→ **Problem statement**
Switch "Target" to "Object" throughout the records below, change nothing else, and write them out again without the pictures.
━━━━━━━━
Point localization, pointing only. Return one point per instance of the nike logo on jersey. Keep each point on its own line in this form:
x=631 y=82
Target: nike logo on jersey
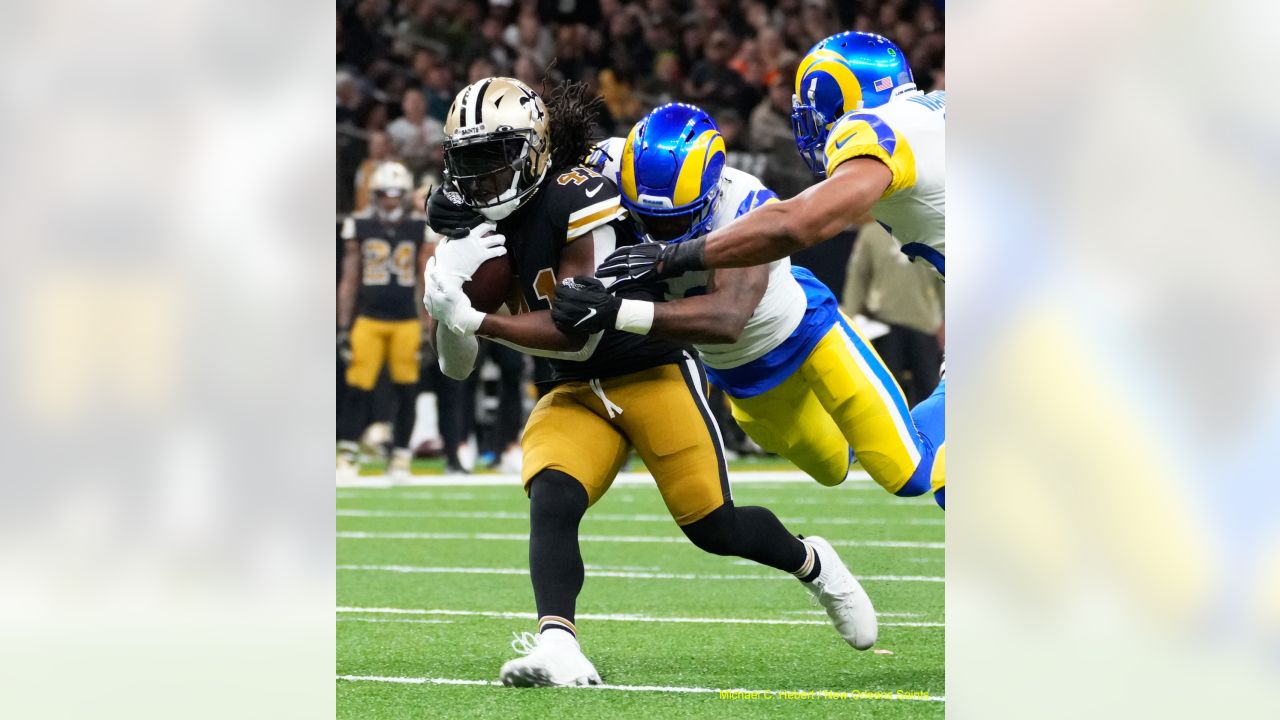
x=590 y=313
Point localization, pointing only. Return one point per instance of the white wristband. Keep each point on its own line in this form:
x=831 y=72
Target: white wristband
x=635 y=317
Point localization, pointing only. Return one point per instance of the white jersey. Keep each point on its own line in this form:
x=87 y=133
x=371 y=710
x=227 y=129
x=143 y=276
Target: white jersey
x=908 y=135
x=784 y=301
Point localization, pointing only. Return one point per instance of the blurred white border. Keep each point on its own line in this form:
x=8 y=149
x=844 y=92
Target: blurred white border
x=167 y=180
x=1112 y=349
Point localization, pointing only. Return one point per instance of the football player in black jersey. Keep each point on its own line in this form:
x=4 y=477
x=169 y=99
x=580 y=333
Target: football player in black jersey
x=379 y=317
x=517 y=165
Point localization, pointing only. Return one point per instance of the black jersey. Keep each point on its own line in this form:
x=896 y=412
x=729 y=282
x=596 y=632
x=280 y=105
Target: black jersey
x=388 y=254
x=567 y=206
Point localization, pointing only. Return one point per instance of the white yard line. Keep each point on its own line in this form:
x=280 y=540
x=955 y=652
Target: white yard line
x=382 y=620
x=736 y=477
x=740 y=692
x=355 y=534
x=615 y=518
x=615 y=616
x=607 y=573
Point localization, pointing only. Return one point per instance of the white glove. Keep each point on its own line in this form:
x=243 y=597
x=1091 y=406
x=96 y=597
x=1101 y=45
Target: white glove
x=462 y=256
x=449 y=305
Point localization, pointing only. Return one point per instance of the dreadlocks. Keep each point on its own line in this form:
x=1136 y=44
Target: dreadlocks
x=574 y=112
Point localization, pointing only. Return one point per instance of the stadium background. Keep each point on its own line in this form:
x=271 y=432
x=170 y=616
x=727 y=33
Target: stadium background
x=401 y=63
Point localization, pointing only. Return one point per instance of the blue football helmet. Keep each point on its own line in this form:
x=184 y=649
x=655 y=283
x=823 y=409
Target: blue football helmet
x=846 y=72
x=670 y=173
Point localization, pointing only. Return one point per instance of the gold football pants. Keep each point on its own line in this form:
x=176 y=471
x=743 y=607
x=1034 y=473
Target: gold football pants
x=585 y=428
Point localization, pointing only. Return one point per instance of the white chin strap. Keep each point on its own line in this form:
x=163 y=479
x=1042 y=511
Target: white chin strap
x=392 y=217
x=512 y=200
x=501 y=210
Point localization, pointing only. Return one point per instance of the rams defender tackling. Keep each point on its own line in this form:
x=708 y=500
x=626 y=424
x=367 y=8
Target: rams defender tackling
x=860 y=123
x=516 y=162
x=800 y=379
━━━━━━━━
→ **Right answer**
Point localization, pointing only. Return one point per instance of the nike logo on jersey. Keep each point on its own line in this form:
x=631 y=82
Object: nike logo on jersey
x=590 y=313
Point localization, pointing only. Return one point per instance of the white wristband. Keep each point on its own line in this form:
x=831 y=72
Object: white wristband
x=635 y=317
Point localization, pointing only. Return one point per instance of the white jersey. Keep each point on its own line in this form:
x=87 y=133
x=371 y=710
x=227 y=129
x=143 y=276
Object: white jersey
x=908 y=135
x=784 y=301
Point localization, pointing only. Return one point per instance of the blurred white border. Keep each point on its own line in this form:
x=8 y=149
x=844 y=92
Object: blurred white border
x=167 y=180
x=1112 y=349
Point localization, pointing only. Return one point per instance of the football player in black jersey. Keep each point on its own line in this form:
x=4 y=477
x=169 y=99
x=580 y=333
Object: football player in black jersey
x=379 y=317
x=517 y=165
Point localization, pointing only. Return one point per instance of the black jersey. Keep each point on its own line in this form:
x=896 y=412
x=729 y=282
x=596 y=632
x=280 y=105
Object: black jersey
x=388 y=254
x=567 y=206
Point localization, pointing only. Return one point per instance of the white yard line. Keep each point on its own line in this form:
x=280 y=540
x=955 y=652
Object: white yard line
x=382 y=620
x=736 y=477
x=740 y=692
x=355 y=534
x=615 y=518
x=615 y=616
x=607 y=573
Point localization, pointing only. Return one point per instance of the white glove. Keep each point on its own line in this form:
x=243 y=597
x=1091 y=406
x=96 y=597
x=1101 y=45
Object: white glove
x=462 y=256
x=449 y=305
Point localization, pointing only. Return one point per instance of the dreadlocks. Keep each point on its own line in this form:
x=1136 y=44
Object: dreadlocks
x=574 y=112
Point localization, pointing only. Return one point per instance of the stadium background. Keep each point on its own line in this form:
x=271 y=432
x=170 y=616
x=727 y=33
Object: stadium background
x=401 y=63
Point localization, pointing only. Return one point per instance of the blue football helmet. Keep each point on its own line in this form:
x=184 y=649
x=655 y=283
x=823 y=409
Object: blue football helmet
x=846 y=72
x=670 y=173
Point localization, pointing only. Return one point per instance of the gold football pants. Keep each point on its own line in this form:
x=176 y=471
x=743 y=607
x=1034 y=473
Object: gold football pants
x=585 y=428
Point localization, pointing only. Return one point per instance of the white chin strap. Keep each point on its own line in this form:
x=163 y=479
x=1042 y=511
Object: white chin strap
x=392 y=217
x=512 y=200
x=501 y=210
Point localization, pointing only. Return one point per instance of the rams defender tackling. Keep each point on its own line in this form:
x=708 y=500
x=626 y=424
x=367 y=8
Object: rams defender tackling
x=860 y=123
x=516 y=162
x=800 y=379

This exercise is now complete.